— Activity —
According to the text on biological aging, which girls aged 8 to 18 in the Texas Twin Project showed a somewhat faster pace of aging?

— Document text —
____
Early ontogenetic development is especially sensitive to environmental contexts, given the rapid pace of development and high developmental plasticity. Developmental theories posit that epigenetic mechanisms during the prenatal and early‐life periods refine the genetic program to be optimally responsive to present and future environmental challenges51. Experiences during this period appear to exert lasting effects on MPSs of biological aging quantified in older adults52. It remains to be seen whether MPSs are sensitive to experimental manipulations in socioeconomic resources in real-time, such as cash gifts in early childhood53.
Biological aging shows overlap with developmental processes
Amongst children, early life adversity has been observed to accelerate both biological aging and developmental processes, such as earlier pubertal development, earlier sexual functioning, and a faster pace of brain development54,55,56. Early in life, accelerated aging has been theorized to be adaptive in the sense that achieving milestones of growth and sexual maturity on an accelerated timeline within a threatening or impoverished environment can increase the likelihood of reproduction before an untimely death57. Thus, within an evolutionary framework aging and reproductive development are intrinsically linked58.
We quantified MPSs of biological aging in children and adolescents to examine whether accelerated biological age and a more rapid pace of aging bears any relation to pubertal development. In 8-18-year-olds from the Texas Twin Project, we found no associations between pubertal timing and accelerated biological age25. We did, however, find a somewhat faster pace of aging in girls who had experienced their first menses compared with same-aged girls who had not. We also found that children who were more advanced in their pubertal development had MPSs indicating higher levels of chronic inflammation, even after accounting for socioeconomic disadvantage34. Other cohort studies have found earlier pubertal timing to be associated with accelerated biological age in 11-to-13-year-old Finish adolescents36 and in premenopausal women59.
Since girls begin and complete pubertal development earlier than boys60,61, sex differences in MPSs of biological aging can further inform associations with pubertal maturation. In contrast to studies in adults that consistently find more advanced biological age in males62, we found that adolescent girls had a faster pace of aging compared to boys34. Collectively, these studies suggest that earlier and more rapid pubertal development is weakly associated with accelerated biological age and a faster pace of biological aging, potentially more so in girls than boys. This is consistent with the hypothesis that individuals who reproductively develop faster in adolescence also decline somewhat faster later in life. It may indicate that reproductive development early in life shares some biological mechanisms with processes of decline later in life.
____
— Data extract —
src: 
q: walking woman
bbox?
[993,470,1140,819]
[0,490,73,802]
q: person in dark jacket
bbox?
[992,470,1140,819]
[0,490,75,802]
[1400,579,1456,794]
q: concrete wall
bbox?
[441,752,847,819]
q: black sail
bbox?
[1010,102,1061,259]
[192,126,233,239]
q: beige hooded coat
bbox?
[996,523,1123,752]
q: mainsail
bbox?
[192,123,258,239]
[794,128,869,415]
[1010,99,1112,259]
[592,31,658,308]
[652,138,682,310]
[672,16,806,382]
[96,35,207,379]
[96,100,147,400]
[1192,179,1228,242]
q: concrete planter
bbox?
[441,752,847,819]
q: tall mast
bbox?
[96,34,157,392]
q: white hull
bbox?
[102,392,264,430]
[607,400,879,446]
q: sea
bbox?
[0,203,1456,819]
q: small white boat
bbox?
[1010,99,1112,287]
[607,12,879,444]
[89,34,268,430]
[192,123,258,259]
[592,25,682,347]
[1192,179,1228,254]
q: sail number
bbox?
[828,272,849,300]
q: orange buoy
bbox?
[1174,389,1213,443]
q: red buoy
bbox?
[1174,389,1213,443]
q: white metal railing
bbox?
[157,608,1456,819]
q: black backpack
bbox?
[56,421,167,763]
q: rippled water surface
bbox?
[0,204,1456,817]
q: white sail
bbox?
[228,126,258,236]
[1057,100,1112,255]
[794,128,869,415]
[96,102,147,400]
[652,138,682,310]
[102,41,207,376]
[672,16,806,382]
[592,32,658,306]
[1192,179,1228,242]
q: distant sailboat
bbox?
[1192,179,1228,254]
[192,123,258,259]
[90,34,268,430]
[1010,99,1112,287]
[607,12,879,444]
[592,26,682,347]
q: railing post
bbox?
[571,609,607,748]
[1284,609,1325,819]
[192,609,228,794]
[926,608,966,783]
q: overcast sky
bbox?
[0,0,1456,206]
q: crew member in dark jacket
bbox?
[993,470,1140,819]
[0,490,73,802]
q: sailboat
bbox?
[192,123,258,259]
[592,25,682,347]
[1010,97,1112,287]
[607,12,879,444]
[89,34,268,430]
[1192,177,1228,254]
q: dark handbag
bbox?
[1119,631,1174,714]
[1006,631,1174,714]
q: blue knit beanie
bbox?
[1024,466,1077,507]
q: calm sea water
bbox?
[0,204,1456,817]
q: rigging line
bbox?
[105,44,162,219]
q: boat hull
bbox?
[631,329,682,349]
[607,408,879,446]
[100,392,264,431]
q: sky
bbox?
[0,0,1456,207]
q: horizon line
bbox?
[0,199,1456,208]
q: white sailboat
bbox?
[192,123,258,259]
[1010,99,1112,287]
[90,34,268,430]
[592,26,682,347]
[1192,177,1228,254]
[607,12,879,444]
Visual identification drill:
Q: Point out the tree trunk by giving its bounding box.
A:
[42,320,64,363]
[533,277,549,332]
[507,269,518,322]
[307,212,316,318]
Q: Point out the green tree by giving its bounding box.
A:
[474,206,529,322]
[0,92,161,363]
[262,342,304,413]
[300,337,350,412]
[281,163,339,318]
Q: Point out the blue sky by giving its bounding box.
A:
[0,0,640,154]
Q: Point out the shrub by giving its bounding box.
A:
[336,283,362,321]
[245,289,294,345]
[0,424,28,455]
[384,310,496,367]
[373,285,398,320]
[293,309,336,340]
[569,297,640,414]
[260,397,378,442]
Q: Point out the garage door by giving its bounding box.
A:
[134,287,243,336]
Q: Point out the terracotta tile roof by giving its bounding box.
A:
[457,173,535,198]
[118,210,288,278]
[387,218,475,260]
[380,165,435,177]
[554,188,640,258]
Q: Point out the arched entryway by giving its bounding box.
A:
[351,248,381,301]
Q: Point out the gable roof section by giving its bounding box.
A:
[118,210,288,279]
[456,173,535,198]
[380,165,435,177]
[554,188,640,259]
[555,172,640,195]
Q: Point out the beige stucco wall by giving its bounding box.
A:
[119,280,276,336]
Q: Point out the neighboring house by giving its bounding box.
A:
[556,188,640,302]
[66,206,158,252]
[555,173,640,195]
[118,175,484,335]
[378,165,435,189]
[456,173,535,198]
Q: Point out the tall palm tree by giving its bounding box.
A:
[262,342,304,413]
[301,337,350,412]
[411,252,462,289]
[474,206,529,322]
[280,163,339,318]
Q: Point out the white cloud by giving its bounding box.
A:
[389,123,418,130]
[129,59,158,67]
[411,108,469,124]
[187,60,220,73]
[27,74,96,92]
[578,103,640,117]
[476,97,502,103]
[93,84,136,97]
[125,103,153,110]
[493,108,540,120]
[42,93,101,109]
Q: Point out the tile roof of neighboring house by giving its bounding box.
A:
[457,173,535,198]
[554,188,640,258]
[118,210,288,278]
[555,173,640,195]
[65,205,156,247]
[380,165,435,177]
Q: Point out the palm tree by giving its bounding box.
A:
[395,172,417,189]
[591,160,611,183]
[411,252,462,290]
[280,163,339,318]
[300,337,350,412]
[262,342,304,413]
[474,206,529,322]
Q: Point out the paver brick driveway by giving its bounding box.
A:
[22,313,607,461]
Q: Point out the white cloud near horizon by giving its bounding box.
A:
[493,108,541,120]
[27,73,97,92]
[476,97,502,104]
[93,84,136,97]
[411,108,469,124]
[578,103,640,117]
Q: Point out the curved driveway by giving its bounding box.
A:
____
— Answer —
Girls who had experienced their first menses, compared with same-aged girls who had not.